Source text:
============

By Brian Susbielles
Horse racing, even in the old days, is one of those sports that is less about the actual jockeys and horses and more about the betting action. It is a subject that is often linked to the realm of crime, thanks to mysterious betting and illegal drug use; the horses are being given PEDs at some of these events. Think of Stanley Kubrick’s masterful noir The Killing, where a horse race is central to the whole scheme or the HBO TV series Luck. For director Luis Ortega, horse racing is secondary to the actual nature of the story, one that goes straight, but then turns left, right, and a full U-Turn to where we get tangled up with an ending that really isn’t.
Remo Manfredini (Nahuel Pérez Biscayart, 120 BPM) is a distinguished jockey who has now fallen on hard times with his drug use. He lives under the power of mob-like businessman Sirena (Daniel Gimenez Cacho, Cronos), who tells Remo to win this next race with his expensive Japanese horse, or he will be killed. His pregnant girlfriend and fellow jockey, Abril (Ursula Corbero), tries to keep him away due to his inebriation, but Remo, unable to function sober, goes out riding under the influence. Remo takes the lead of the race early, only to lead the horse off the track and straight into a fence.

The horse is dead, Remo is in a hospital with a massive head injury, and now Sirena seeks to find his future dead man. However, Remo gets up and leaves the hospital; whether he’s conscious of time and space—and what he’s wearing in public—isn’t fully known. But it allows Remo to hide in plain sight and change his life, transitioning to a new identity without questions, switching from jockey uniform to a woman’s fur coat, and calling herself, Dolores. From here, this leads us to a completely different story that we’d think we would have gotten, moving from comic noir to multi-directional absurdity that just loses itself at times.
The shift is too jarring and makes the movie too unpredictable and directionless, but has some great visual work to capture the drastic change. Those dance sequences, one between Remo and Abril, and another in the women’s locker room where it felt like Cirque du Soleil, is an eye-opener to put it all on one shot. While Ortega does mix in his Lynch and Bunuel-like scenes, the second half just drags on and begins to lose the plot. Where it goes becomes an open interpretation for the viewer, and I spent an hour after watching it coming up with, I’d say, six different meanings of what all of it means. The movie is only 96 minutes long, so the movie doesn’t get pretentious and over-stuffed as other films have done. It becomes a bit too self-conscious, but I appreciated Ortega taking a big swing at this type of film, even if it misses at some points.

============

Requirement: Can you quote the film review word for word, beginning at the words "By Brian Susbielles" and stopping after "that really isn’t."?

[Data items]

============

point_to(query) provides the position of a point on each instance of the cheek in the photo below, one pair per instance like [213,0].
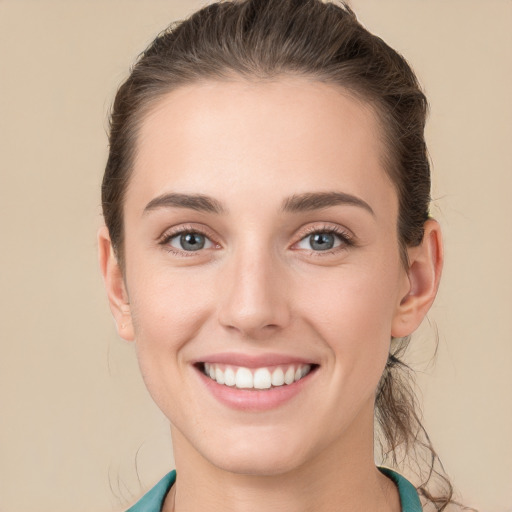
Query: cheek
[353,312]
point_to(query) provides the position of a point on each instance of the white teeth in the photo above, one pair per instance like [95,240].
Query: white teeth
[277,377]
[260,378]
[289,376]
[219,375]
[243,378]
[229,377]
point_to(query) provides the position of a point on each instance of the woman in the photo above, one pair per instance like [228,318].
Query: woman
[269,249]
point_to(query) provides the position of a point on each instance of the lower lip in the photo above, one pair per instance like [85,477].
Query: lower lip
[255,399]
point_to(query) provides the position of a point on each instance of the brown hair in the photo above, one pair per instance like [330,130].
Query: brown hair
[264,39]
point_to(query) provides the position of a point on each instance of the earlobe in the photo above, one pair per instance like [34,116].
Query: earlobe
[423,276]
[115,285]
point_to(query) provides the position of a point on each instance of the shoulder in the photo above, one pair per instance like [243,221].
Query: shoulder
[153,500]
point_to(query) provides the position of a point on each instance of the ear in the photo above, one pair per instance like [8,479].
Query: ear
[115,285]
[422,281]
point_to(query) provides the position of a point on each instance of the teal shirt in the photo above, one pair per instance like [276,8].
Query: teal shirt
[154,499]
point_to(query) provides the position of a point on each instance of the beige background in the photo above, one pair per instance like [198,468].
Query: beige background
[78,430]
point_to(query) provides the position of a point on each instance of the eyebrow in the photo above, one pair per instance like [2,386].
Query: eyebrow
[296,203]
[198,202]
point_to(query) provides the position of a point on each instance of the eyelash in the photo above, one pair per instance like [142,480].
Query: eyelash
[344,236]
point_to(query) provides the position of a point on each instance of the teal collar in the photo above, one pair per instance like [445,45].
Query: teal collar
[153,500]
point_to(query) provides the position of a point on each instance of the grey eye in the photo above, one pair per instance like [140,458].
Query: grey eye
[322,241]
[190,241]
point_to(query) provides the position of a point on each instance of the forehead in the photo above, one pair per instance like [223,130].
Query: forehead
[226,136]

============

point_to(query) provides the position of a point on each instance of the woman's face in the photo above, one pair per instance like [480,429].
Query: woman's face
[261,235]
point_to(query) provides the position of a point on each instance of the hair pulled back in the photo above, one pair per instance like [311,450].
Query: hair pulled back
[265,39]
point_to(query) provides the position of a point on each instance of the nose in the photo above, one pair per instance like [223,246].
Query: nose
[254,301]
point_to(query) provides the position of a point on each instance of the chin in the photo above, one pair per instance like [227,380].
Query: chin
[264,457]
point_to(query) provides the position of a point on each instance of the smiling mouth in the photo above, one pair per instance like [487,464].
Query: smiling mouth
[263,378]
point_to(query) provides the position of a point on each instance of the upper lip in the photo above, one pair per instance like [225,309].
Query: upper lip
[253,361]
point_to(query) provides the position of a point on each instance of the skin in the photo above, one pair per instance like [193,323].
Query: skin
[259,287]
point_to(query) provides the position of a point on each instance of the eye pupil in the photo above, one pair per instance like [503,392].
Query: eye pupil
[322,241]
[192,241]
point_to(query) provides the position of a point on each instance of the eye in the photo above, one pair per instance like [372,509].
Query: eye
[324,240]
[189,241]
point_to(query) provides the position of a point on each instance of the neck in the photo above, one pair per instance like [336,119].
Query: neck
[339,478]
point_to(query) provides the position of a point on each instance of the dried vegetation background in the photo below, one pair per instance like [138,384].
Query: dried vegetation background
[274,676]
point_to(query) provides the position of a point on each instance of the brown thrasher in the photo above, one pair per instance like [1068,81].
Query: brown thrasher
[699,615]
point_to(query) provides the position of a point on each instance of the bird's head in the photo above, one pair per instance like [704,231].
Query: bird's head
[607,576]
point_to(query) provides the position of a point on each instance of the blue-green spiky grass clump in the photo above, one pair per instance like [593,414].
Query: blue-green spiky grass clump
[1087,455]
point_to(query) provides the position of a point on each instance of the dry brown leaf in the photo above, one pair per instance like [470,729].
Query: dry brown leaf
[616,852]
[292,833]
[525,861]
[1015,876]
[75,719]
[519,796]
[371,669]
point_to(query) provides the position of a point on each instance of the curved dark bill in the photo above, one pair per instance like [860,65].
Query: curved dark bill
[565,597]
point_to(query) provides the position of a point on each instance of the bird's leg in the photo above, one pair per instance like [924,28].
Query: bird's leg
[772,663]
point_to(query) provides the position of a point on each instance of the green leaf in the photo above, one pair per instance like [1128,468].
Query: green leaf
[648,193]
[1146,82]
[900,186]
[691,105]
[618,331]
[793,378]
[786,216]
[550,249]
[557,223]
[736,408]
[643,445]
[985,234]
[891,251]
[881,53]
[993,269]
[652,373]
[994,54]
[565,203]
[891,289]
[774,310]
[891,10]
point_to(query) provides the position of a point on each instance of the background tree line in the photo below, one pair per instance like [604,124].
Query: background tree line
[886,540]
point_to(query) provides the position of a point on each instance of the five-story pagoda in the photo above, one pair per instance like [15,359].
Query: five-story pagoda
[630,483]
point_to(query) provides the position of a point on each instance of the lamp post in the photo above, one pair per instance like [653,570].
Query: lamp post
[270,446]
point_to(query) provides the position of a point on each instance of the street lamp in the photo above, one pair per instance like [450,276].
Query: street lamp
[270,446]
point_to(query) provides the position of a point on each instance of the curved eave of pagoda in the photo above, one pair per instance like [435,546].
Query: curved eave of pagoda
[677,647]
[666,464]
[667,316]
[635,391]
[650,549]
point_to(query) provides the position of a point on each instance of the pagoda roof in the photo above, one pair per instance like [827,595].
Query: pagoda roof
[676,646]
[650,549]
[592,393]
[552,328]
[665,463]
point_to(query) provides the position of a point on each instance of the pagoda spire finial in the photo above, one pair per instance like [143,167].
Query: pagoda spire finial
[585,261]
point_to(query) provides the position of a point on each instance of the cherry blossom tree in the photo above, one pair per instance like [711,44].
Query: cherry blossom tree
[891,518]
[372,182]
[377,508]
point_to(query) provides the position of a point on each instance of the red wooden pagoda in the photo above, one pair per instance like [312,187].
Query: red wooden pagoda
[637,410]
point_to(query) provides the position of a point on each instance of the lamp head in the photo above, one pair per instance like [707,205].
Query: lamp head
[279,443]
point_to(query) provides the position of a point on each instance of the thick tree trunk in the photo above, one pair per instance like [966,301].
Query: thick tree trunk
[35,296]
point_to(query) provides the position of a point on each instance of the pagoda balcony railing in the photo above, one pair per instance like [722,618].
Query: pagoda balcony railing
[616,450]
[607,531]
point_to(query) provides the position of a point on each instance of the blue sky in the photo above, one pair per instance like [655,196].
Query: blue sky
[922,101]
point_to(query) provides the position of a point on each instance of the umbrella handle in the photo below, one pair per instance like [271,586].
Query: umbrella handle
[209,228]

============

Your response:
By Brian Susbielles
Horse racing, even in the old days, is one of those sports that is less about the actual jockeys and horses and more about the betting action. It is a subject that is often linked to the realm of crime, thanks to mysterious betting and illegal drug use; the horses are being given PEDs at some of these events. Think of Stanley Kubrick’s masterful noir The Killing, where a horse race is central to the whole scheme or the HBO TV series Luck. For director Luis Ortega, horse racing is secondary to the actual nature of the story, one that goes straight, but then turns left, right, and a full U-Turn to where we get tangled up with an ending that really isn’t.